Stated task a –
Filter the entries below and copy every line that contains the word "mixing".

=== Text block ===

In the previous Notebook, we explored different data formats. In this
Notebook we explore how to actually pull data of interest out of a
formatted data set. To do this we introduce the parsing tool
BeautifulSoup, which provides an elegant and simple method to
parse and access XML formatted data. BeautifulSoup was actually designed
to simplify the task of scraping data from Websites, and thus we can use
it to parse any XML formatted data including HTML or SVG. Another
important tool to learn is regular expressions, which can simplify the
task of finding and selecting specific data in a large document. Python
provides a native implementation of regular expressions through
the re
module.
First, we will create an HTML document that we can use in most of this Notebook to demonstrate different parsing concepts.
In [1]:
# Write out a simple HTML file to demonstrate DOM processing
html = '''
<!DOCTYPE html>
<html>
<head id='hid' class='hclass'>
<title> Test, this is only a test ... </title>
</head>
<body id='bid' class='bclass'>
<header>
This is text in the header.
</header>
<h2 color='mycolor'>This is a Header Level 2</h2>
<p align='myalign'>Here is some text in a paragraph.</p>
<p> Here is a list </p>
<ul id='ulid'>
<li> List Item #1 </li>
<li> List Item #2 </li>
</ul>
<p type='caption'> Here is a table </p>
<table id='tid'>
<tr>
<th> Column #1 </th>
<th> Column #2 </th>
</tr>
<tr>
<td> A value </td>
<td> Another Value </td>
</tr>
</table>
<p> Some concluding text </p>
<footer>
<hr />
This is a text in the footer.
</footer>
</body>
</html>
'''
# Now save the HTML string
with open('test.html', 'w') as fout:
fout.write(html)
There are at least two techniques used to parse a structured file like an XML document. The first approach is known as Simple API for XML (or SAX), which is an event drieven parser that reads and processes each part of an XML document sequentially. The second approach is the Document Object Model (or DOM), which reads and parses the entire document. While the SAX approach can be fast and uses a smaller memory footprint, the DOM approach can be more easily used to extract all or most of the information contained in an XML document.

=== Records shown ===

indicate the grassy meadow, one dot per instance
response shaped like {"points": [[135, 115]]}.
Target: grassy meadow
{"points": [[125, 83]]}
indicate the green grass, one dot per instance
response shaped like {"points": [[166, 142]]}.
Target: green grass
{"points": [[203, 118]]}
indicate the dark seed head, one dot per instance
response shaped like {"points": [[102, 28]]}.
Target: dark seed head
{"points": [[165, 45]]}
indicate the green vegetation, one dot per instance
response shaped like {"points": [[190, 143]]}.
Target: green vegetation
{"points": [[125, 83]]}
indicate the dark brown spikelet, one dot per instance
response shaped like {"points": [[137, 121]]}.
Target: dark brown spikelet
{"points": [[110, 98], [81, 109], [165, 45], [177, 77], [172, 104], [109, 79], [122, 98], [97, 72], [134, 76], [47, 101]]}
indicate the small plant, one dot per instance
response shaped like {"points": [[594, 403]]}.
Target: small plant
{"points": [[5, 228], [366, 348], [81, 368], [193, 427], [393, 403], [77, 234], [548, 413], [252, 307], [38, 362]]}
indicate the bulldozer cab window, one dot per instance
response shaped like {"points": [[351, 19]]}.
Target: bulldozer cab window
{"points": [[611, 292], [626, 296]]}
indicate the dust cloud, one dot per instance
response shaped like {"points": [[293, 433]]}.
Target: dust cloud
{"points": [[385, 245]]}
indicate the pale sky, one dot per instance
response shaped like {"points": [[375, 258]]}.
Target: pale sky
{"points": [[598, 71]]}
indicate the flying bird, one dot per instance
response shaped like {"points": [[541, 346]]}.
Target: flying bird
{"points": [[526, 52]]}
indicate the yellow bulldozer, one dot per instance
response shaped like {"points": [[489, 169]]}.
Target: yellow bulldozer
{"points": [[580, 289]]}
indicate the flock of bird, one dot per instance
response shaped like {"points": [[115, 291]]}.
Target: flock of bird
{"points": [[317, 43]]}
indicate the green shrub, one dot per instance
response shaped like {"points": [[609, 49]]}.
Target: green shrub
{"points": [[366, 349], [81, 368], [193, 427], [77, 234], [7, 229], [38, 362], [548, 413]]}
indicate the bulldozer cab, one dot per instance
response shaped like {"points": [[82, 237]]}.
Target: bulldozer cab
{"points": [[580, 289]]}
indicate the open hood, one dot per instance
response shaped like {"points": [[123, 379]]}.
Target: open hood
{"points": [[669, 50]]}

===
=== Records shown ===

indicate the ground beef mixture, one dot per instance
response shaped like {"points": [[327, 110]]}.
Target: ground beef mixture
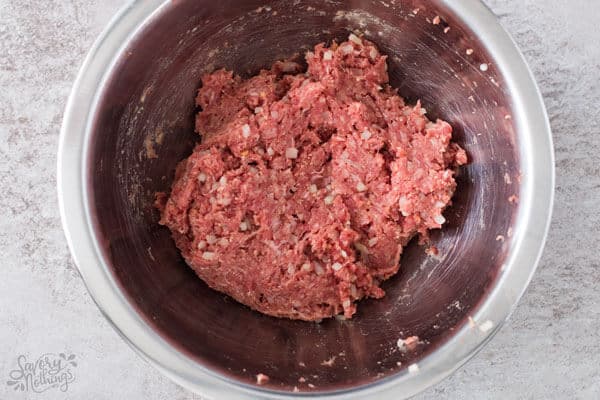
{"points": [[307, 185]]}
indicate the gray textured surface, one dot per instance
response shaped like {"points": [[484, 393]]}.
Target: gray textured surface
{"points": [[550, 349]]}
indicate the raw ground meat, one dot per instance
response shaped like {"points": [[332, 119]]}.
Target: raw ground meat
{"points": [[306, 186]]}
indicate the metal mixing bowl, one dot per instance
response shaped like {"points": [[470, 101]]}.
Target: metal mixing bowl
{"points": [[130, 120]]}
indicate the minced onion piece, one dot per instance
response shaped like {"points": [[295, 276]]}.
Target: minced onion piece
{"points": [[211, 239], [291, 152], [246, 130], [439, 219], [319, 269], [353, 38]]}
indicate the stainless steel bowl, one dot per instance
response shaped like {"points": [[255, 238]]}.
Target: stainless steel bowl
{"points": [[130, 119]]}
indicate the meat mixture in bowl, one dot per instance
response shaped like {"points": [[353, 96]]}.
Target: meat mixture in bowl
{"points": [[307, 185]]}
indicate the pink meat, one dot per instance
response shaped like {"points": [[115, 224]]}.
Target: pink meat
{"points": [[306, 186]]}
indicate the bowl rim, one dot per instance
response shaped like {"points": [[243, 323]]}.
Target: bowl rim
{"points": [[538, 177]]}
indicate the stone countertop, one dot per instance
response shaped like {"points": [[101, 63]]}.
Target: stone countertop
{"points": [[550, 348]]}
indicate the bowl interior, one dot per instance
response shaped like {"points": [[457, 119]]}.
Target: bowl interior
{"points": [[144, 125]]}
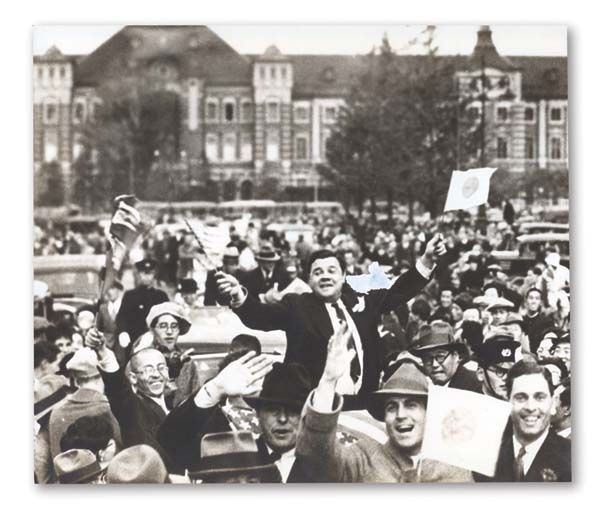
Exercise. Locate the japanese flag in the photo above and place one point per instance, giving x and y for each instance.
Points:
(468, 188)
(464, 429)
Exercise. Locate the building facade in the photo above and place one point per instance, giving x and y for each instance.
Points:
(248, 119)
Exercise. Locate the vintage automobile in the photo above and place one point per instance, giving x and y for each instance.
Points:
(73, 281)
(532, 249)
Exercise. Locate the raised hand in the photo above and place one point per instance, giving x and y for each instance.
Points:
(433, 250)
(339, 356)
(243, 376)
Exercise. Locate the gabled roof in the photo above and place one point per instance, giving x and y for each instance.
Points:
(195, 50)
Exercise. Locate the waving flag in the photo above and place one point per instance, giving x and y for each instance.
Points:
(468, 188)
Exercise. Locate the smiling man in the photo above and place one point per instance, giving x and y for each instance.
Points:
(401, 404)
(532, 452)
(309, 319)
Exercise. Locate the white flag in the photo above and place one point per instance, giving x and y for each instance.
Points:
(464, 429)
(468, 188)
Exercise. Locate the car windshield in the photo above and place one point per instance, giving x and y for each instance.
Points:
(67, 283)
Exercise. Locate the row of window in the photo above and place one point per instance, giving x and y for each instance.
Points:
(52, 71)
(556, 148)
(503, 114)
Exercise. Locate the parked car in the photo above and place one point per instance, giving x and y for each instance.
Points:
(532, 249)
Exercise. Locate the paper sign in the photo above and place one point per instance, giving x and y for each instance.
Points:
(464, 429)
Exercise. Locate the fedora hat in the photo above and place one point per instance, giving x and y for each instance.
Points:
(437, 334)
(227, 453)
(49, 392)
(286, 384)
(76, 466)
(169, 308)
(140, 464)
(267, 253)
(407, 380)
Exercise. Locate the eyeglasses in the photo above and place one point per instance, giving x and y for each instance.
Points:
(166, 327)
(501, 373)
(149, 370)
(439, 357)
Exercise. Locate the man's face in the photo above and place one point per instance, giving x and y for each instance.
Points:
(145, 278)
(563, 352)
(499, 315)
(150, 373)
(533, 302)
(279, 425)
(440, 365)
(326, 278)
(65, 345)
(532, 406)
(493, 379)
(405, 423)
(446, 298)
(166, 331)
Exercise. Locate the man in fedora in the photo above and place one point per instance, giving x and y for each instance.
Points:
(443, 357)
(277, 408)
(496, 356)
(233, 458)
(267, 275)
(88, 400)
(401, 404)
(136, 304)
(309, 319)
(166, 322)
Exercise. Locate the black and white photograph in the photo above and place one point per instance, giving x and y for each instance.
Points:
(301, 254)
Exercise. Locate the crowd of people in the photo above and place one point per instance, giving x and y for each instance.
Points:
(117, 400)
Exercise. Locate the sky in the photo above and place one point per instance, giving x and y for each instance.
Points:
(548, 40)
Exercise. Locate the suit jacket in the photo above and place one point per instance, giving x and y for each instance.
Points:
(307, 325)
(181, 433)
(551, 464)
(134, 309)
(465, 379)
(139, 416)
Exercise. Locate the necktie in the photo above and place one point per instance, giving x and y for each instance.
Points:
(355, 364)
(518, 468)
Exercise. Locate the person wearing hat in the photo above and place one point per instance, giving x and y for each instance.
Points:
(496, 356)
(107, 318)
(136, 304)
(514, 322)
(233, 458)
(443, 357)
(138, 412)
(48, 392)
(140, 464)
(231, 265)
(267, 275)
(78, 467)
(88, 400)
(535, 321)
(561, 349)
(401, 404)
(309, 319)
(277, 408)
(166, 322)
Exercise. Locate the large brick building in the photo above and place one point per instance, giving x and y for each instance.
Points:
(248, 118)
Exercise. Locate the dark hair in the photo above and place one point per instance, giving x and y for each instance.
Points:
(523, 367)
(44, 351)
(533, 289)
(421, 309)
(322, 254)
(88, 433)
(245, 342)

===
=== Records shown ===

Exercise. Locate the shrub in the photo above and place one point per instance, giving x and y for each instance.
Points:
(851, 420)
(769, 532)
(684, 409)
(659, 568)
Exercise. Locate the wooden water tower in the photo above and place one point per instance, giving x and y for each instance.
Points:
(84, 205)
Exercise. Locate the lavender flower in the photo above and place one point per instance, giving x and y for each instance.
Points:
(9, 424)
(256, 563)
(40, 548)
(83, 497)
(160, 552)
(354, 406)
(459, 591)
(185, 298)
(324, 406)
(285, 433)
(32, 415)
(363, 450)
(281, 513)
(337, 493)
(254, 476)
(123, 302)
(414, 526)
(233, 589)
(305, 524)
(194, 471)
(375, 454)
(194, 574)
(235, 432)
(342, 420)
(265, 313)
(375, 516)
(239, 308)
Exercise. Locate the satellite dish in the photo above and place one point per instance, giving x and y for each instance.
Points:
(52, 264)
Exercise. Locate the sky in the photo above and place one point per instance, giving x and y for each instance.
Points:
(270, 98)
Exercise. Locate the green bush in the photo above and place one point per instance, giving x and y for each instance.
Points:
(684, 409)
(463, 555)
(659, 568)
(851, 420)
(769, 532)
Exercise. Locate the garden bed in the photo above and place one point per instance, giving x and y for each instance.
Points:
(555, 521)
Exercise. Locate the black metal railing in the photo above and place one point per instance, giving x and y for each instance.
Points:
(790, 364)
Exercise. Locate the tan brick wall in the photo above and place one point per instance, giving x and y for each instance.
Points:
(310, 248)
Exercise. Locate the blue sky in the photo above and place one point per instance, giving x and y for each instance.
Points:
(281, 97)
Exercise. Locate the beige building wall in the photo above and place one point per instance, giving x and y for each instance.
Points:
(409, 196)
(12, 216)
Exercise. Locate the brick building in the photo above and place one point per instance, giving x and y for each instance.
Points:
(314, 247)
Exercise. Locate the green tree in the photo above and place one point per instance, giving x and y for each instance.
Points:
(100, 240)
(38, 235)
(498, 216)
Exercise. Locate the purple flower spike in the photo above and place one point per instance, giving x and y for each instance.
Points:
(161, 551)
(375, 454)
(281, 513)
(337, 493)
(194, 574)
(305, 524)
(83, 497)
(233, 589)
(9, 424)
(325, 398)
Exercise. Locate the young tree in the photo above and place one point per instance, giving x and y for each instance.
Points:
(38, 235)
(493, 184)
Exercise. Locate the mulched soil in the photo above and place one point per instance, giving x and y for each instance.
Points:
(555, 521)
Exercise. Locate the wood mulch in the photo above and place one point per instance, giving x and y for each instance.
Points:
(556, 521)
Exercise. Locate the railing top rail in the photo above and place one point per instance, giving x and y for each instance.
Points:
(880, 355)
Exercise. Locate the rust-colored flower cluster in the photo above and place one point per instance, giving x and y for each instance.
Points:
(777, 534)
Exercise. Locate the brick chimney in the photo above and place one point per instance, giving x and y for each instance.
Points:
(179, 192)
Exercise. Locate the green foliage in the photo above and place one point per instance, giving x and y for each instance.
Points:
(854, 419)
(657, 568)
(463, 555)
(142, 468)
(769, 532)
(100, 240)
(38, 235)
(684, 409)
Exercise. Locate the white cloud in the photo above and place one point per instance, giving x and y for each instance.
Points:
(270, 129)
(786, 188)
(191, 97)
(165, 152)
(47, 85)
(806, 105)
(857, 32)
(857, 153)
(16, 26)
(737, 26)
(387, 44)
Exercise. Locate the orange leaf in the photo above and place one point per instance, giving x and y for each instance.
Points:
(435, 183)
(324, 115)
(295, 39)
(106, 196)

===

Stated task b –
Extract the passage of the parsing tutorial above between "In the previous" and "different parsing concepts.", inclusive.

Complete answer a –
indicate the metal mixing bowl, one dot per instance
Target: metal mixing bowl

Complete answer b –
In the previous Notebook, we explored different data formats. In this
Notebook we explore how to actually pull data of interest out of a
formatted data set. To do this we introduce the parsing tool
BeautifulSoup, which provides an elegant and simple method to
parse and access XML formatted data. BeautifulSoup was actually designed
to simplify the task of scraping data from Websites, and thus we can use
it to parse any XML formatted data including HTML or SVG. Another
important tool to learn is regular expressions, which can simplify the
task of finding and selecting specific data in a large document. Python
provides a native implementation of regular expressions through
the re
module.
First, we will create an HTML document that we can use in most of this Notebook to demonstrate different parsing concepts.